#### [Data records]
────────────────────
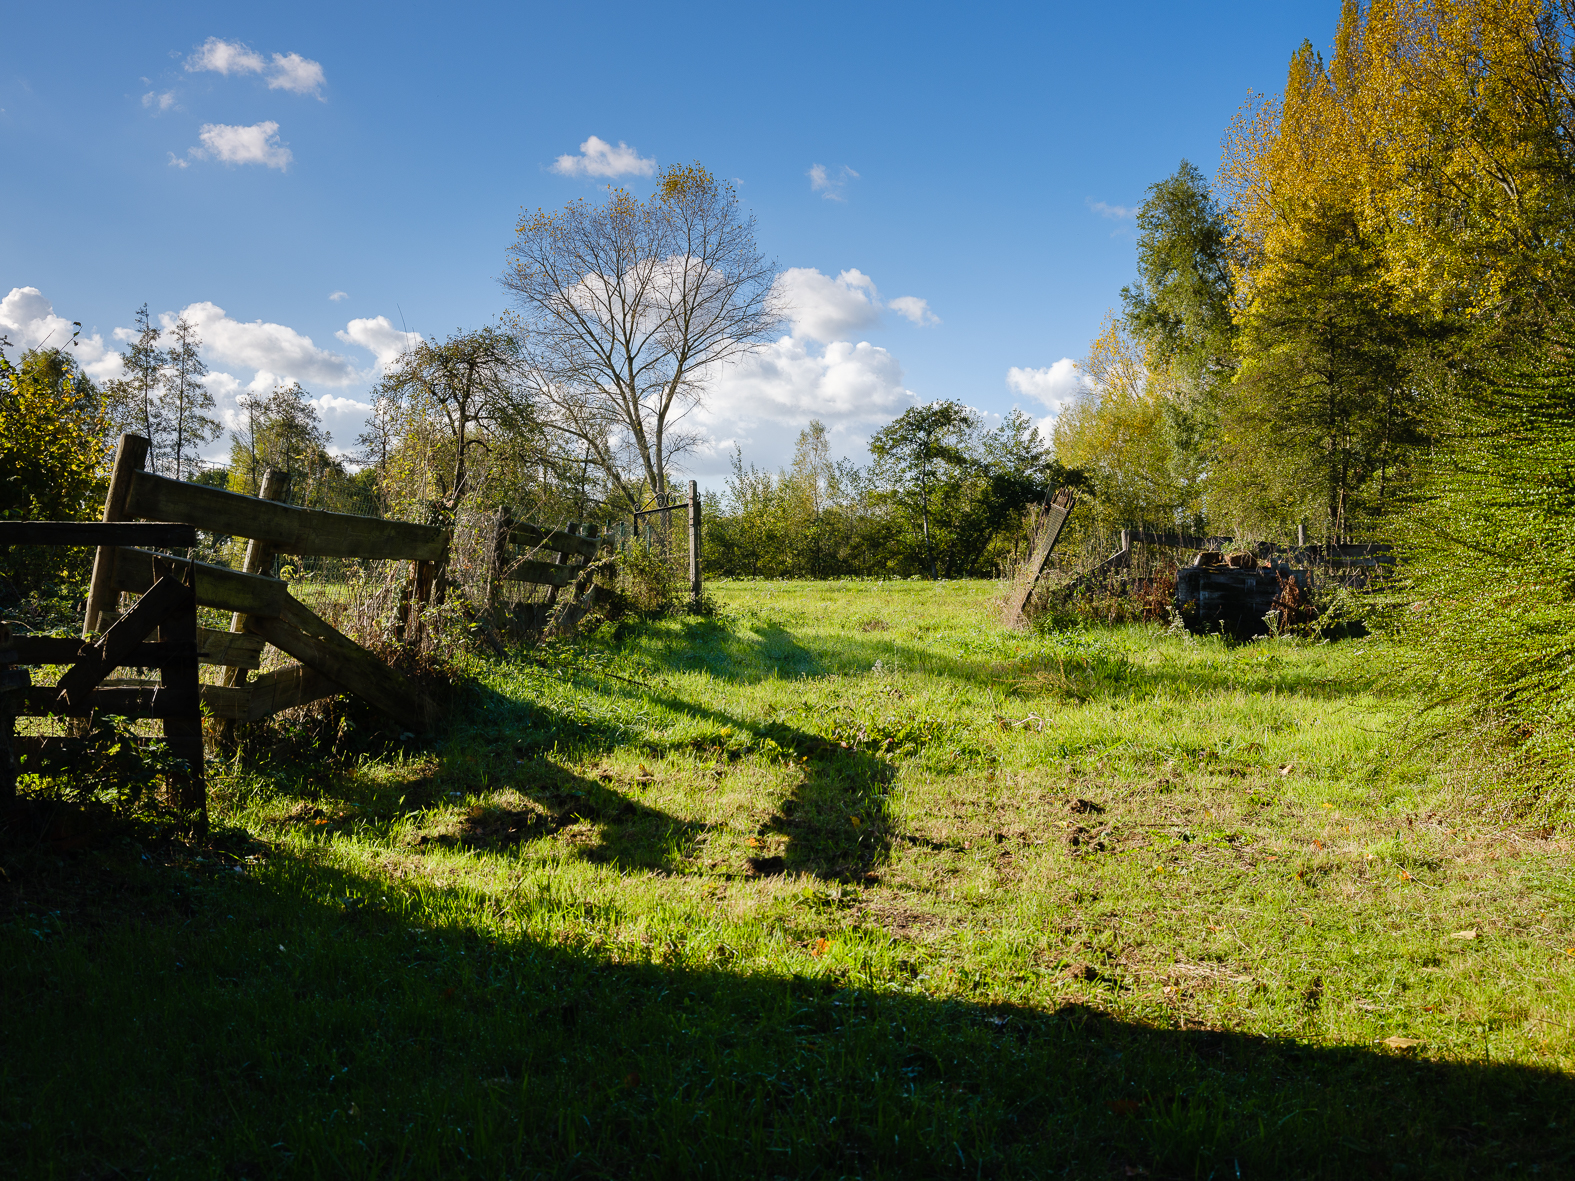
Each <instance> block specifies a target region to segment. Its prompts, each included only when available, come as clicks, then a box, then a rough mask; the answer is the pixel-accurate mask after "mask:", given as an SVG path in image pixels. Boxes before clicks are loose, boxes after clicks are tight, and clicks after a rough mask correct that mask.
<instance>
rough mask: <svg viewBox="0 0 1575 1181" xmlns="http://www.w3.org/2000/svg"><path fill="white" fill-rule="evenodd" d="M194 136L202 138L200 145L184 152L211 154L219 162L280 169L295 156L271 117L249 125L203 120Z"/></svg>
mask: <svg viewBox="0 0 1575 1181" xmlns="http://www.w3.org/2000/svg"><path fill="white" fill-rule="evenodd" d="M197 139H200V140H202V146H200V148H192V150H191V151H187V153H186V154H187V156H192V157H195V159H208V157H213V159H216V161H219V162H221V164H261V165H263V167H265V168H279V170H280V172H284V170H285V168H288V167H290V162H291V161H293V159H295V156H293V154H290V148H287V146H284V145H282V143H279V124H277V123H274V121H272V120H266V121H263V123H254V124H252V126H249V128H238V126H232V124H228V123H203V124H202V128H198V129H197ZM172 162H173V157H172ZM181 167H184V164H183V165H181Z"/></svg>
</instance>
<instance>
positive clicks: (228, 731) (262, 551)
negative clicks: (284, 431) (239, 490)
mask: <svg viewBox="0 0 1575 1181" xmlns="http://www.w3.org/2000/svg"><path fill="white" fill-rule="evenodd" d="M257 499H260V501H287V499H290V472H287V471H280V469H279V468H266V469H263V487H261V488H258V490H257ZM272 557H274V551H272V550H271V548H269V546H268V542H260V540H258V539H255V537H254V539H250V540H249V542H247V543H246V556H244V557H243V559H241V572H243V573H247V575H260V573H263V568H265V567H266V565H268V564H269V562H272ZM230 631H246V616H244V614H241V613H239V611H236V613H233V614H232V616H230ZM249 679H250V674H249V672H247V671H246V669H244V668H235V666H233V665H232V666H230V668H227V669H225V671H224V676H222V677H221V683H222V685H228V687H232V688H233V687H239V685H246V682H247V680H249ZM219 745H221V746H225V748H233V745H235V718H225V720H224V721H222V723H221V724H219Z"/></svg>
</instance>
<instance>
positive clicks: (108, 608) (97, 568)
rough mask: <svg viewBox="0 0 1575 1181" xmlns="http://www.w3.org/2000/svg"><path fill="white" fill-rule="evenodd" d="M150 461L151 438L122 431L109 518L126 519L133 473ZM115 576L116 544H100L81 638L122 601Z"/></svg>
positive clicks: (112, 491)
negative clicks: (112, 583)
mask: <svg viewBox="0 0 1575 1181" xmlns="http://www.w3.org/2000/svg"><path fill="white" fill-rule="evenodd" d="M146 461H148V441H146V439H145V438H142V436H140V435H121V436H120V446H117V447H115V469H113V472H110V477H109V494H107V496H104V518H102V520H106V521H123V520H126V501H128V499H129V498H131V477H132V474H134V472H139V471H142V468H143V465H145V463H146ZM113 578H115V546H113V545H101V546H99V548H98V553H96V554H95V556H93V581H91V583H90V586H88V606H87V613H85V614H83V617H82V638H83V639H93V636H95V633H98V630H99V619H101V617H102V614H104V611H106V609H110V608H113V606H115V605H117V603H120V590H115V589H113V587H112V586H110V583H112V581H113Z"/></svg>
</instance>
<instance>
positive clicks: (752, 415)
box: [691, 337, 917, 476]
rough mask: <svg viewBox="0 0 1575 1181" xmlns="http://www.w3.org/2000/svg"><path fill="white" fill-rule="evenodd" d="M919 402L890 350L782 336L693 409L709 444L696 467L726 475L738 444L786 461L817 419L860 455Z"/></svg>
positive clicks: (766, 464)
mask: <svg viewBox="0 0 1575 1181" xmlns="http://www.w3.org/2000/svg"><path fill="white" fill-rule="evenodd" d="M915 402H917V398H915V397H913V394H912V392H910V391H909V389H906V387H904V386H902V365H901V362H899V361H898V359H896V357H895V356H891V353H888V351H887V350H884V348H879V346H876V345H871V343H868V342H862V343H857V345H855V343H852V342H847V340H836V342H832V343H830V345H827V346H825V348H822V350H816V348H813V346H811V345H810V343H806V342H803V340H799V339H794V337H783V339H781V340H776V342H773V343H770V345H767V346H765V348H762V350H759V351H756V353H751V354H750V356H748V357H745V359H743V361H740V362H739V364H734V365H728V367H726V368H723V370H721V372H720V373H718V375H715V376H713V379H712V381H710V389H709V394H707V398H706V405H704V406H702V408H699V409H698V411H696V413H695V425H696V427H699V430H701V431H702V435H704V436H706V442H704V444H702V447H701V449H699V450H698V454H696V455H693V457H691V465H693V466H695V468H696V471H698V472H699V474H704V476H721V474H723V472H726V471H728V455H729V454H731V450H732V447H734V446H737V447H740V450H742V452H743V460H745V463H754V465H758V466H761V468H776V466H781V465H786V463H787V461H789V460H791V458H792V447H794V441H795V439H797V438H799V431H800V430H803V428H805V427H806V425H808V424H810V420H811V419H819V420H821V422H824V424H825V425H827V427H828V428H830V431H832V439H833V444H835V446H836V449H838V450H839V452H843V454H847V455H855V457H857V455H862V454H863V449H865V442H866V439H868V438H869V435H871V433H873V431H874V430H877V428H879V427H882V425H885V424H887V422H890V420H891V419H893V417H896V416H898V414H901V413H902V411H904V409H907V408H909V406H912V405H913V403H915Z"/></svg>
────────────────────
#### [Exercise]
Copy out every line of the records above word for word, but leave out the pictures.

#### [Answer area]
Each <instance> block specifies a target region to segment. Its prompts, each included only when available, come as clicks, then a box, then a rough mask; the answer is the pixel-accurate mask after "mask:", given as an SVG path in image pixels. Boxes before clicks are loose, boxes after clicks are tight, and clicks after a rough mask correct that mask.
<instance>
rough mask: <svg viewBox="0 0 1575 1181" xmlns="http://www.w3.org/2000/svg"><path fill="white" fill-rule="evenodd" d="M194 136L202 138L200 145L184 152L211 154L219 162L280 169L295 156L271 117L249 125L203 120Z"/></svg>
mask: <svg viewBox="0 0 1575 1181" xmlns="http://www.w3.org/2000/svg"><path fill="white" fill-rule="evenodd" d="M197 139H200V140H202V146H200V148H192V150H191V151H187V153H186V154H187V156H192V157H195V159H208V157H213V159H216V161H219V162H221V164H261V165H263V167H265V168H279V170H280V172H284V170H285V168H288V167H290V162H291V161H293V159H295V156H293V154H290V148H287V146H284V145H282V143H279V124H277V123H274V121H272V120H266V121H263V123H254V124H252V126H249V128H238V126H232V124H228V123H203V124H202V128H198V129H197ZM172 162H173V157H172ZM181 167H184V164H183V165H181Z"/></svg>
</instance>
<instance>
positive clicks: (228, 731) (262, 551)
negative clicks: (284, 431) (239, 490)
mask: <svg viewBox="0 0 1575 1181" xmlns="http://www.w3.org/2000/svg"><path fill="white" fill-rule="evenodd" d="M257 499H260V501H287V499H290V472H287V471H280V469H279V468H266V469H263V487H261V488H258V490H257ZM272 557H274V551H272V550H271V548H269V546H268V542H260V540H258V539H255V537H254V539H250V540H249V542H247V543H246V556H244V557H243V559H241V572H243V573H247V575H260V573H263V568H265V567H266V565H268V564H269V562H272ZM230 631H246V616H244V614H241V613H239V611H236V613H233V614H232V616H230ZM249 679H250V674H249V672H247V671H246V669H244V668H235V666H233V665H232V666H230V668H227V669H225V671H224V676H222V677H221V683H222V685H228V687H232V688H233V687H239V685H246V682H247V680H249ZM219 745H221V746H225V748H233V745H235V718H225V720H224V721H222V723H221V724H219Z"/></svg>
</instance>
<instance>
positive clicks: (108, 608) (97, 568)
rough mask: <svg viewBox="0 0 1575 1181" xmlns="http://www.w3.org/2000/svg"><path fill="white" fill-rule="evenodd" d="M150 461L151 438L122 431L109 518L126 519L133 473ZM115 576L116 544H100L81 638L122 601Z"/></svg>
positive clicks: (112, 491)
negative clicks: (112, 583)
mask: <svg viewBox="0 0 1575 1181" xmlns="http://www.w3.org/2000/svg"><path fill="white" fill-rule="evenodd" d="M146 461H148V441H146V439H145V438H142V436H140V435H121V436H120V446H117V447H115V469H113V472H110V477H109V494H107V496H104V518H102V520H106V521H123V520H126V501H128V499H129V498H131V477H132V474H134V472H139V471H142V468H143V465H145V463H146ZM113 578H115V546H113V545H101V546H99V548H98V553H96V554H95V556H93V581H91V583H90V586H88V606H87V613H85V614H83V617H82V638H83V639H93V636H95V633H98V630H99V619H101V617H102V614H104V611H106V609H110V608H113V606H115V605H117V603H120V590H115V589H113V587H112V586H110V583H112V581H113Z"/></svg>
</instance>
<instance>
positive clicks: (752, 415)
box: [691, 337, 917, 476]
rough mask: <svg viewBox="0 0 1575 1181" xmlns="http://www.w3.org/2000/svg"><path fill="white" fill-rule="evenodd" d="M919 402L890 350L782 336L693 409L709 444L696 467L726 475L738 444L786 461L817 419L860 455Z"/></svg>
positive clicks: (766, 464)
mask: <svg viewBox="0 0 1575 1181" xmlns="http://www.w3.org/2000/svg"><path fill="white" fill-rule="evenodd" d="M915 402H917V398H915V397H913V394H912V392H910V391H909V389H906V387H904V386H902V365H901V362H899V361H898V359H896V357H895V356H891V353H888V351H887V350H884V348H879V346H876V345H871V343H868V342H862V343H857V345H855V343H852V342H847V340H836V342H832V343H830V345H827V346H825V348H822V350H816V348H813V346H811V345H810V343H806V342H803V340H799V339H794V337H783V339H781V340H776V342H773V343H770V345H767V346H765V348H762V350H759V351H756V353H751V354H750V356H748V357H745V359H743V361H740V362H739V364H734V365H728V367H726V368H723V370H721V372H720V373H718V375H715V376H713V379H712V381H710V389H709V394H707V398H706V405H704V406H702V408H699V409H698V411H696V413H695V425H696V427H699V430H701V431H702V435H704V436H706V442H704V444H702V447H701V449H699V450H698V454H696V455H693V457H691V465H693V466H695V468H696V471H698V472H699V474H704V476H721V474H723V472H726V471H728V455H729V454H731V450H732V447H734V446H737V447H740V450H742V452H743V460H745V463H754V465H758V466H761V468H776V466H781V465H786V463H787V461H789V460H791V458H792V447H794V441H795V439H797V438H799V431H800V430H803V428H805V427H806V425H808V424H810V420H811V419H819V420H821V422H824V424H825V425H827V427H828V428H830V431H832V439H833V444H835V446H836V449H838V450H839V452H843V454H847V455H855V457H857V455H862V454H863V449H865V442H866V439H868V438H869V435H871V433H873V431H874V430H877V428H879V427H882V425H885V424H887V422H890V420H891V419H893V417H896V416H898V414H901V413H902V411H904V409H907V408H909V406H912V405H913V403H915Z"/></svg>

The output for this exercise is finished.